§ Entries:
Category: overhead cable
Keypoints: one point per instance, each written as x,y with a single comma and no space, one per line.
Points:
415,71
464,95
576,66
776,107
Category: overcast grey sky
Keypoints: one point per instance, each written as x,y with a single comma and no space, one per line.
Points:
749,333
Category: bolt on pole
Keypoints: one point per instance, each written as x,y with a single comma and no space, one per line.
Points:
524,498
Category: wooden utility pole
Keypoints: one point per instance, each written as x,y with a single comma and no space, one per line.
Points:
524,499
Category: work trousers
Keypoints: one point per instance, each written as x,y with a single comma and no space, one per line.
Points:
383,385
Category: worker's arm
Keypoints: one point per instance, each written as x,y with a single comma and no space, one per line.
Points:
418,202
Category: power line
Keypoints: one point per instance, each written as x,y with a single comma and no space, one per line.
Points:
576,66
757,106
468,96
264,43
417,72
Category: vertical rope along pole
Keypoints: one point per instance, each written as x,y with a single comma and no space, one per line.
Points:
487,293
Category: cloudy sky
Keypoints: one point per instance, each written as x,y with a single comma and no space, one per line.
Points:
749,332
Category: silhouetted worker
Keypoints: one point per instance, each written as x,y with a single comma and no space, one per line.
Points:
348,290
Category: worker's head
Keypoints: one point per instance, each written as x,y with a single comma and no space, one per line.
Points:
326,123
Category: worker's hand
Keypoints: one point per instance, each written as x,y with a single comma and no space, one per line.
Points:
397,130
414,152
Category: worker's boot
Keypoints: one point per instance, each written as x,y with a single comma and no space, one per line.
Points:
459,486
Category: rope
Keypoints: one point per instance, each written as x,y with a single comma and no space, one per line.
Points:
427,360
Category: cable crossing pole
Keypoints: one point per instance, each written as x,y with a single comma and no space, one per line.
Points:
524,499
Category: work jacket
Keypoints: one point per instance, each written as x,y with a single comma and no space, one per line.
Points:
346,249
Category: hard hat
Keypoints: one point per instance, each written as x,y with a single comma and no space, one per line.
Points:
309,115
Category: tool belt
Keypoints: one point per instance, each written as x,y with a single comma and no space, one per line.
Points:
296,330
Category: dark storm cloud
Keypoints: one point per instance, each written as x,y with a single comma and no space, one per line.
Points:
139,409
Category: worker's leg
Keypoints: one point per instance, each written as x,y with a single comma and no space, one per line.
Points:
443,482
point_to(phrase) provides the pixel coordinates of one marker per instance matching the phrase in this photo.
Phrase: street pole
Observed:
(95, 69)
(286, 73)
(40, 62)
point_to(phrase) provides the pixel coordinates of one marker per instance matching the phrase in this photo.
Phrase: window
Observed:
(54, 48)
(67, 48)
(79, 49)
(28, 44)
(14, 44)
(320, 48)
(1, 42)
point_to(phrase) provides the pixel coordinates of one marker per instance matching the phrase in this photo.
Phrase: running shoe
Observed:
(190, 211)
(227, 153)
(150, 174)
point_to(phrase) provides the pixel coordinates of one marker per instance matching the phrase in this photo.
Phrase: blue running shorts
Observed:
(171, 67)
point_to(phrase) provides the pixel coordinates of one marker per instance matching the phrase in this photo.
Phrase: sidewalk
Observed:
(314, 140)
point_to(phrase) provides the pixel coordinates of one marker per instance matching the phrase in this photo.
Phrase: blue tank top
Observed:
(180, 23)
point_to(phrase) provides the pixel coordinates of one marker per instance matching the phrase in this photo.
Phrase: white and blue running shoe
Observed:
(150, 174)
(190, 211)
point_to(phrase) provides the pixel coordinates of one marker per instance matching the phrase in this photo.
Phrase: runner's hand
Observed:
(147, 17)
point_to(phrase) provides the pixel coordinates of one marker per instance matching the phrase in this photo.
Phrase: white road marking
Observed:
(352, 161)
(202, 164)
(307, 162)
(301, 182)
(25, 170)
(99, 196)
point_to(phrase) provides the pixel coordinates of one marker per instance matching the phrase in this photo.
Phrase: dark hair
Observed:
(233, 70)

§ Directions:
Go through the entries and repeat each one exactly.

§ Output:
Category: overhead cable
Keypoints: one point per instance, each written as x,y with a single comma and no space, one per line.
Points:
415,71
464,95
576,66
776,107
Category: overcast grey sky
Keypoints: one point per instance, each written as x,y with a single comma and no space, one per line.
Points:
749,333
Category: bolt on pole
Keypoints: one point per instance, each written as x,y with a single comma and no space, one per line.
Points:
524,498
Category: wooden utility pole
Keypoints: one point per instance, each written as x,y with a single comma and no space, one per line.
Points:
524,499
Category: work trousers
Keypoints: one point per instance, each written as x,y with a single comma and no space, one per line.
Points:
383,385
Category: worker's arm
Keypoints: one point per instance, each written as x,y with a single comma and no space, one per line.
Points:
418,202
Category: power line
Keypoints: one point per instance, each written as x,y with a single comma and no space, one per line.
Points:
576,66
757,106
468,96
264,43
417,72
Category: vertical rope along pole
Keypoints: one point per instance, each written as x,y with a single comma and no space, one per line.
Points:
487,293
Category: cloudy sky
Keypoints: one point per instance, each written as x,y with a single comma and no space, one per line.
Points:
749,332
Category: silhouetted worker
Keypoints: one point per instance, each written as x,y with a single comma and no space, one per line.
Points:
348,290
Category: worker's head
Keypoints: one point per instance, each written as x,y with a single comma and no space, one per line.
Points:
326,123
Category: worker's hand
Keypoints: one point per instance, each written as x,y with a single comma and no space, one per line.
Points:
397,130
414,152
Category: worker's boot
Keypoints: one point per instance, each written as x,y with a single comma and no space, one per line.
Points:
459,486
Category: rope
Keypoints: one point per instance, each written as x,y with a single comma and no space, one per line.
Points:
427,360
Category: cable crossing pole
Keypoints: one point per instance, each written as x,y with a single comma and no space, one per line.
Points:
524,499
Category: work jacket
Keypoints: one point per instance, each written as x,y with a single comma and no space, one per line.
Points:
346,249
Category: hard hat
Keypoints: one point per instance, each written as x,y with a single comma and no space, one per line.
Points:
309,115
Category: tool belt
Keypoints: one point per instance, each written as x,y with a single comma and no space, one per line.
Points:
296,330
Category: dark storm cloud
Keypoints: one point per instance, each written as x,y with a single comma and no space, one per line.
Points:
139,409
Category: worker's leg
Keypoints: one point per instance, each written as x,y with a single comma and no space, one per line.
Points:
443,482
point_to(phrase) provides the pixel coordinates of one marker per instance matching the phrase in this photo.
Phrase: street pole
Observed:
(95, 69)
(286, 73)
(40, 62)
point_to(phrase) provides the pixel coordinates of one marker per instance matching the phrase in this photo.
Phrase: window
Observed:
(54, 48)
(67, 48)
(79, 49)
(28, 44)
(14, 44)
(320, 48)
(1, 42)
point_to(phrase) provides the pixel coordinates of one marker per instance matching the phrase in this photo.
Phrase: running shoe
Observed:
(190, 211)
(227, 153)
(150, 174)
point_to(phrase) provides the pixel coordinates of one marker per instance matching the phrase in this photo.
Phrase: blue running shorts
Observed:
(171, 67)
point_to(phrase) provides the pixel coordinates of one marker per instance matching the phrase in this photo.
Phrase: sidewalk
Observed:
(314, 140)
point_to(phrase) provides the pixel coordinates of one marker per instance matching the phrase in this photo.
Phrase: blue tank top
Observed:
(180, 23)
point_to(phrase) provides the pixel coordinates of one marker per instance matching the phrase in this photo.
Phrase: white and blue running shoe
Observed:
(150, 174)
(190, 211)
point_to(phrase) provides the pixel coordinates of one marker per instance matching the phrase in this photo.
Phrase: runner's hand
Observed:
(147, 17)
point_to(phrase) provides the pixel coordinates of one marker per instance matching the phrase in this photo.
Phrase: white road marking
Observed:
(352, 161)
(202, 164)
(307, 162)
(301, 182)
(25, 170)
(99, 196)
point_to(phrase) provides the pixel coordinates of one marker per instance matching the phrase in this photo.
Phrase: dark hair
Observed:
(233, 70)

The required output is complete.